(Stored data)
■ ■ ■ ■ ■ ■ ■

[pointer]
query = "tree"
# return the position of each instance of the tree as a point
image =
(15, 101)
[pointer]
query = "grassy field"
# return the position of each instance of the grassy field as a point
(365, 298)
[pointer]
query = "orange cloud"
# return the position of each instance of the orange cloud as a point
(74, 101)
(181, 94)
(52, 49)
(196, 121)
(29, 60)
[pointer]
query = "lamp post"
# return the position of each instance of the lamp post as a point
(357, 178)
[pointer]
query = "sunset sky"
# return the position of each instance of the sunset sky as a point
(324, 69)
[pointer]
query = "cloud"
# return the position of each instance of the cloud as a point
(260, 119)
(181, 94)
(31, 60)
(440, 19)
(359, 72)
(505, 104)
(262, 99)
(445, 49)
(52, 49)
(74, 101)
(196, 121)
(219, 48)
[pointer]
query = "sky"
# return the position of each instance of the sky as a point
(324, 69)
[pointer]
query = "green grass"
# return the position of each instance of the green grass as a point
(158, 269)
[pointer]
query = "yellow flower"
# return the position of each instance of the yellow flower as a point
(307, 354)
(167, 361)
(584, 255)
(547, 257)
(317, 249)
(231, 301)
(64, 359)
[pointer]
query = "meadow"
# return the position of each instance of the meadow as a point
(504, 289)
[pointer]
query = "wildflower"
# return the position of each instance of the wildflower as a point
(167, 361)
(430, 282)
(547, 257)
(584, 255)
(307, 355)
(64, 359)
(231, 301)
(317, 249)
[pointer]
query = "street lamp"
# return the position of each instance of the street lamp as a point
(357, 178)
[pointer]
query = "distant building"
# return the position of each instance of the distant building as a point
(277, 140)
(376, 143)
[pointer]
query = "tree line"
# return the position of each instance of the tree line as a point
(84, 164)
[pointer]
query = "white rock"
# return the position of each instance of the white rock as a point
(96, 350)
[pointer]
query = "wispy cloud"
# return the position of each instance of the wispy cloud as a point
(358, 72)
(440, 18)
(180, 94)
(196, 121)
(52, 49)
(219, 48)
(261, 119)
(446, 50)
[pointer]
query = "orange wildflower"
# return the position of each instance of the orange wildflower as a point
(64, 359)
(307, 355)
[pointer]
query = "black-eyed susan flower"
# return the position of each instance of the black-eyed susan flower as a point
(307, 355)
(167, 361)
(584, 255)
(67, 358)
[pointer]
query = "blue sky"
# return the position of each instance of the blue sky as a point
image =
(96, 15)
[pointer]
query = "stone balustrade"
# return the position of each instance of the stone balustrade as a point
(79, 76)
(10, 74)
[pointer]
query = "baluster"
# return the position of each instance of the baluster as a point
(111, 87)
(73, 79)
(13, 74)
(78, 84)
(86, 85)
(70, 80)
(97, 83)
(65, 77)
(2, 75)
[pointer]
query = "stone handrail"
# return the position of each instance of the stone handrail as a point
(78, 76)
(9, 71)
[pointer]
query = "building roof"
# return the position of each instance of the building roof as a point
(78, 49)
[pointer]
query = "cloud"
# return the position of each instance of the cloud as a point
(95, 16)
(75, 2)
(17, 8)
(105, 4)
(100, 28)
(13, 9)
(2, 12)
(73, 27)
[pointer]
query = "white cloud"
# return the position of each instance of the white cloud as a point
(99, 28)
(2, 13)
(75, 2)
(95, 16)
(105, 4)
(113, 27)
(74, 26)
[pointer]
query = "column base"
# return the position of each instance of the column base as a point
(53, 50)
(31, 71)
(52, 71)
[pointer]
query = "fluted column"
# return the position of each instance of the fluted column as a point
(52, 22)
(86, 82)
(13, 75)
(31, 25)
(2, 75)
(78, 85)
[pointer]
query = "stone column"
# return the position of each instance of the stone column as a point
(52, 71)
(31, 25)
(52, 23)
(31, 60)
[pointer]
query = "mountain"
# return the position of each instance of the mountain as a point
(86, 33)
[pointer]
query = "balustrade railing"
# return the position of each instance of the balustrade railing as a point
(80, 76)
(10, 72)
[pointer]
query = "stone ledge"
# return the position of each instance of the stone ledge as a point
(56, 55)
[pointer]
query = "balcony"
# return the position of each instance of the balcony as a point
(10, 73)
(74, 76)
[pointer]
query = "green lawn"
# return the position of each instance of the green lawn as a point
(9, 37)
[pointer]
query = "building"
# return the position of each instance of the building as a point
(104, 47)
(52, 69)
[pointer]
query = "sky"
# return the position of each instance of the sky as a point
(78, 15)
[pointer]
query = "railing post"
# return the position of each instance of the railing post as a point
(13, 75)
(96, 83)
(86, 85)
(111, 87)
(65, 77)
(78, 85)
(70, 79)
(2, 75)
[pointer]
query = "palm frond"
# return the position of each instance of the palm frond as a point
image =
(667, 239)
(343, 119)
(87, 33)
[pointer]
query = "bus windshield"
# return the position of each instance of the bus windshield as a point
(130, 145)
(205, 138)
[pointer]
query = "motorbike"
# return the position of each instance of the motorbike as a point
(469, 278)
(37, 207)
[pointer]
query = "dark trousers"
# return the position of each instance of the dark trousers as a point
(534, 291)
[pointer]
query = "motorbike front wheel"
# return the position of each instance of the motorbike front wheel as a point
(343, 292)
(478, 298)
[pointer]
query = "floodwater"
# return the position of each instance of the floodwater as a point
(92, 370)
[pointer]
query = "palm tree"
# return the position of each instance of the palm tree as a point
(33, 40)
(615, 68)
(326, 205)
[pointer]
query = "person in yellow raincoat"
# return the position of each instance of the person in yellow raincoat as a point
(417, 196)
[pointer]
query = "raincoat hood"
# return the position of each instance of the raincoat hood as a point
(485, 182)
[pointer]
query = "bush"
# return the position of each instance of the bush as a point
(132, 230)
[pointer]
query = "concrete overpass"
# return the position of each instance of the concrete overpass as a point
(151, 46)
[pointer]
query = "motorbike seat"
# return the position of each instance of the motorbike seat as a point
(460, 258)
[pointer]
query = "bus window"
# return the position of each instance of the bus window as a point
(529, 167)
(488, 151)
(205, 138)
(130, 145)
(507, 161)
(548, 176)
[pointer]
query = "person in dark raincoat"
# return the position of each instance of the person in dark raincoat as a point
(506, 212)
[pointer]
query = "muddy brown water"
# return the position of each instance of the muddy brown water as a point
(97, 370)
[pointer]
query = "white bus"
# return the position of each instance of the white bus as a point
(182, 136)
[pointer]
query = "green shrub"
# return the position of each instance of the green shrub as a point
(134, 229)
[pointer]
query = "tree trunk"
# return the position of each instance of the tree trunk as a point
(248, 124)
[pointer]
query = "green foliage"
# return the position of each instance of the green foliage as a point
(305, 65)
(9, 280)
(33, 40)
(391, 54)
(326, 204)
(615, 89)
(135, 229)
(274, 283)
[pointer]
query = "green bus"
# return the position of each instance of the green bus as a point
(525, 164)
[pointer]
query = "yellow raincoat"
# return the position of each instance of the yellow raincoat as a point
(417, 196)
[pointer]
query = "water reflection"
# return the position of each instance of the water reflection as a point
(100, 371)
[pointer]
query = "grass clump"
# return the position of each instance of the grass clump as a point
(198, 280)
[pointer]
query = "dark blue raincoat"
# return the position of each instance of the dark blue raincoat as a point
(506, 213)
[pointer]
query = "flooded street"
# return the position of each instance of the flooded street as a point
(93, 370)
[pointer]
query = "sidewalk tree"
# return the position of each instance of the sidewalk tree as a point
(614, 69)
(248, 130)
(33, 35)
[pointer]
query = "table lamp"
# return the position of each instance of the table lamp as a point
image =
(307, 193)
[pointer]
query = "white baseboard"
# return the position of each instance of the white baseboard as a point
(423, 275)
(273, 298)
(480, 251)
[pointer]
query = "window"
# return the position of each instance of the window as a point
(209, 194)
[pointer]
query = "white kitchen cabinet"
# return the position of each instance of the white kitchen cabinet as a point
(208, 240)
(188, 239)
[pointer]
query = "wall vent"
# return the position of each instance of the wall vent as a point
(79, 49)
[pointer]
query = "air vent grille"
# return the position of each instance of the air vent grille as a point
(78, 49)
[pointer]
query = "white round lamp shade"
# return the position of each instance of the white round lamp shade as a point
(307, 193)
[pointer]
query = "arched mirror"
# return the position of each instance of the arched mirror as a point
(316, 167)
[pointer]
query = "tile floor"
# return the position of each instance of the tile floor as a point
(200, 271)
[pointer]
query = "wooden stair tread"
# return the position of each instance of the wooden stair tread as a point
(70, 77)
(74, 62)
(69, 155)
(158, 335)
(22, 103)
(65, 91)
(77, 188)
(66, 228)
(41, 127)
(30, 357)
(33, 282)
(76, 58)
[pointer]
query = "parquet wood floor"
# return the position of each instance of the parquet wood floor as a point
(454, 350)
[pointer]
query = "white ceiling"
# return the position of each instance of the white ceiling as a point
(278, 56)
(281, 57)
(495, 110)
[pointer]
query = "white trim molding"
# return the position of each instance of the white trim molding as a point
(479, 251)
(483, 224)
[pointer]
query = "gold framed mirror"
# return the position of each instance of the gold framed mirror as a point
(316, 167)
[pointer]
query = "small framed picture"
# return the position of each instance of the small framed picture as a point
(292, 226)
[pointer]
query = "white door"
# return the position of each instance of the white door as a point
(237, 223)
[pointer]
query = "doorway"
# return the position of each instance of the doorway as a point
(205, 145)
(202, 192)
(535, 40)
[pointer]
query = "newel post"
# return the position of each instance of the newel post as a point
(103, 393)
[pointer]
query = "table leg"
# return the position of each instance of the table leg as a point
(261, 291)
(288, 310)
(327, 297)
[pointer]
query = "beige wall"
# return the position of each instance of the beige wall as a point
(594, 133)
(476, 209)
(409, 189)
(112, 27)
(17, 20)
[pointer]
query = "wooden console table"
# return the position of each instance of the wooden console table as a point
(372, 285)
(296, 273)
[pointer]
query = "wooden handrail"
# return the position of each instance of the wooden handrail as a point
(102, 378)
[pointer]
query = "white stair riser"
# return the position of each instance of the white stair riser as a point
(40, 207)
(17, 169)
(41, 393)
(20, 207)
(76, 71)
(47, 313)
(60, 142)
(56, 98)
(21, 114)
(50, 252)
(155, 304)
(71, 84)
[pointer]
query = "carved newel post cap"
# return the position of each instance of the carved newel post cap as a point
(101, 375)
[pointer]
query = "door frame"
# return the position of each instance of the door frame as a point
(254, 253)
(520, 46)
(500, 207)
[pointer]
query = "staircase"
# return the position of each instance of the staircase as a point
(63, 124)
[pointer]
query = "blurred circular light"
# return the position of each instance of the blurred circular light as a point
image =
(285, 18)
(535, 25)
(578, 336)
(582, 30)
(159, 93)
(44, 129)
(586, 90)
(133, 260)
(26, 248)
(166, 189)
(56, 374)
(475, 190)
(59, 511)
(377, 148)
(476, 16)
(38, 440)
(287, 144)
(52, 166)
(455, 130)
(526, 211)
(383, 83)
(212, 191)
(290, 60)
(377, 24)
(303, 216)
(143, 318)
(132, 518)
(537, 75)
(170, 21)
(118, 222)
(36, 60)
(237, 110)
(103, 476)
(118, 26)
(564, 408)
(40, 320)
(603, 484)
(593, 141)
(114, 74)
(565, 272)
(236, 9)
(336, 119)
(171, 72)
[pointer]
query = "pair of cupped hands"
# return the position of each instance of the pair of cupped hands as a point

■ ■ ■ ■ ■ ■ ■

What needs to be done
Find every line in the items above that contains the string "staircase", treating uppercase and lowercase as different, and copy each of those lines.

Result of the task
query = "staircase"
# return the position of each instance of the staircase as a point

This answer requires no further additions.